Set task:
Reproduce the entries that begin at the line containing "where the mist" and end after the line containing "(282, 341), (1341, 689)", swapping "mist" for "fog" and leaving everything else unchanged.

====== Exercise inputs

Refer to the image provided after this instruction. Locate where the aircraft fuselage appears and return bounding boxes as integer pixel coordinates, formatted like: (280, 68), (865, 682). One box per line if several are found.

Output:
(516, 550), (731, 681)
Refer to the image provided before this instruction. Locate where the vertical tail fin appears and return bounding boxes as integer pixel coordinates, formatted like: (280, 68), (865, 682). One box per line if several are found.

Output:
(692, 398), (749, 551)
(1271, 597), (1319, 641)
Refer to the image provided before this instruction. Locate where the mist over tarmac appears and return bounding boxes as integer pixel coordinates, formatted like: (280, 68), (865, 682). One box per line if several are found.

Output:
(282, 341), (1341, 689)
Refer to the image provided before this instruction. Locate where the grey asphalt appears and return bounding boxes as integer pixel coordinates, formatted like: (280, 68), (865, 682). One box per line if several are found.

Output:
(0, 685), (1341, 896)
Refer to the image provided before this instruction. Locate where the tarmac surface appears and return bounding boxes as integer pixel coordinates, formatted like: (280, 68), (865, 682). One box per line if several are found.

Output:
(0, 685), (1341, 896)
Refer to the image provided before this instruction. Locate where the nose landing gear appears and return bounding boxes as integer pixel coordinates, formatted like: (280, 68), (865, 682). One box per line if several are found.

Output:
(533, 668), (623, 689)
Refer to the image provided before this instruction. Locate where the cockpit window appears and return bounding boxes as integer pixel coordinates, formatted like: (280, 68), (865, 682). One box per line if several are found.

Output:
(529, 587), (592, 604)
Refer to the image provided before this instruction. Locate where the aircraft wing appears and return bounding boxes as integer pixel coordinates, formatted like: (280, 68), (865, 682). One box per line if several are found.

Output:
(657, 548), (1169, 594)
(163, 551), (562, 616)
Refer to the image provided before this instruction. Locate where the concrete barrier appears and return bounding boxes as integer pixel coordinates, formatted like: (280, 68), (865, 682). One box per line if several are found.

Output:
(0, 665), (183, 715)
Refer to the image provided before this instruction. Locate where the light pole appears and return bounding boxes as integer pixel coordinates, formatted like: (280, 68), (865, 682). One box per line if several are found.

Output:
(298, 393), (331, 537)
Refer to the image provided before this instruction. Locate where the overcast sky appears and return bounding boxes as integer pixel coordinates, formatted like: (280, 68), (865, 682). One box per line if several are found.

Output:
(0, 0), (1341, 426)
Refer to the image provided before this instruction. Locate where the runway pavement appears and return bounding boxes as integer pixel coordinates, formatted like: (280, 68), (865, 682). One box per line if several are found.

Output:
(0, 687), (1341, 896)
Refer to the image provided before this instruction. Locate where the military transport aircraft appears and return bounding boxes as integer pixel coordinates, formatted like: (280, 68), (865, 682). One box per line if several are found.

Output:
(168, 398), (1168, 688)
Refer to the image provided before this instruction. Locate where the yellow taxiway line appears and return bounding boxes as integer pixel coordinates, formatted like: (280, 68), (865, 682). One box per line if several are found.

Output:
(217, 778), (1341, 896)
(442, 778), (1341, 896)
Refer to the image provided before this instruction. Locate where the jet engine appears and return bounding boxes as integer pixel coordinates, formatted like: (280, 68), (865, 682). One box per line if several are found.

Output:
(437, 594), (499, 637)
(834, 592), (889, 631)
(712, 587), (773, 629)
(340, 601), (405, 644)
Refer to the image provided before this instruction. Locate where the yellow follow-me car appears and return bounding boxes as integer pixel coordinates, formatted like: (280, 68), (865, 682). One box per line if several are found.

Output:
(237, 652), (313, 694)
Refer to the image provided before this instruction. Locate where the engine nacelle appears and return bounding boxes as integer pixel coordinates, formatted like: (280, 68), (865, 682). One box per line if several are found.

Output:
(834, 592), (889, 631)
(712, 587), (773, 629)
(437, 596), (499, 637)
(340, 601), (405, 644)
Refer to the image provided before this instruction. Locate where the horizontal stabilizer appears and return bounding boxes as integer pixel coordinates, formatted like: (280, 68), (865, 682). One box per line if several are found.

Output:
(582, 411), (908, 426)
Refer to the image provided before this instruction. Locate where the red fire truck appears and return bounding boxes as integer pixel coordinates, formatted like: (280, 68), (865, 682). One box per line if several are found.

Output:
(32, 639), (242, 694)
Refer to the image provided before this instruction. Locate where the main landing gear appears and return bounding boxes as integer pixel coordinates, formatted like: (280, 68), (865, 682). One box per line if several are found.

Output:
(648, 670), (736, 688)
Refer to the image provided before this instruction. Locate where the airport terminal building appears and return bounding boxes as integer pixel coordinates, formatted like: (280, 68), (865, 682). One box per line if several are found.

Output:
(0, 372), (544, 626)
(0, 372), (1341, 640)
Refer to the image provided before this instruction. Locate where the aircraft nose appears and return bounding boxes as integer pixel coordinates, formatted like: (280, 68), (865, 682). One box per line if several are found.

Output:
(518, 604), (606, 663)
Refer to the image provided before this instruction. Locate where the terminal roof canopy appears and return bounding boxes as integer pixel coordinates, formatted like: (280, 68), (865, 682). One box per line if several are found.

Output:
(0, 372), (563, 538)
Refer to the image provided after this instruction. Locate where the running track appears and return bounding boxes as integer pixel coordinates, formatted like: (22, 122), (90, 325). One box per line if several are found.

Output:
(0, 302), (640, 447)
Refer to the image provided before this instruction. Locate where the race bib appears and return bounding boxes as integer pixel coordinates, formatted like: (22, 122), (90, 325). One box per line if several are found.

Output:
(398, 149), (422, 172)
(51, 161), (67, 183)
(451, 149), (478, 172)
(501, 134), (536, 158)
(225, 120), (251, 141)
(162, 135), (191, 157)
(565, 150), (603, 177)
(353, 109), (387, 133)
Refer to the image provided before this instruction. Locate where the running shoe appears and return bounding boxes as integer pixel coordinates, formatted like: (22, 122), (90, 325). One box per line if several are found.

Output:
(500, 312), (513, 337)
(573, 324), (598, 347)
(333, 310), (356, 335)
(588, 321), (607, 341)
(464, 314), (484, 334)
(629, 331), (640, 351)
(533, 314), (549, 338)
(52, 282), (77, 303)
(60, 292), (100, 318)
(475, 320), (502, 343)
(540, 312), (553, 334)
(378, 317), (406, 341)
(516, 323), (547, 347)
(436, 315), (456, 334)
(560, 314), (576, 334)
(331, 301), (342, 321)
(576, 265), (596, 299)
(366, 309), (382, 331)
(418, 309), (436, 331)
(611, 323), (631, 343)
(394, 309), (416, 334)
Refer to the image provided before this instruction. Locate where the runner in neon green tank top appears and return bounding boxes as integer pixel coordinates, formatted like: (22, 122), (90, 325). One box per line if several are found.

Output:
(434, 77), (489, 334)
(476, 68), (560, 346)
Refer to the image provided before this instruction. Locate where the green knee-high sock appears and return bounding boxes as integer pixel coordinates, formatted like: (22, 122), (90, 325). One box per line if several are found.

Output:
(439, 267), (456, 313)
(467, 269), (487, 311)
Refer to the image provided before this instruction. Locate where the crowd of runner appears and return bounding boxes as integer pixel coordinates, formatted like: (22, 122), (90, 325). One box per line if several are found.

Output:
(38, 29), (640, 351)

============

Reply to the task:
Refer to the image provided before this instruction. Locate where the fog over tarmac appears and return bounding boxes as integer pixel coordinates, formatted like: (280, 68), (865, 682). One box per line if several are found.

Output:
(282, 341), (1341, 689)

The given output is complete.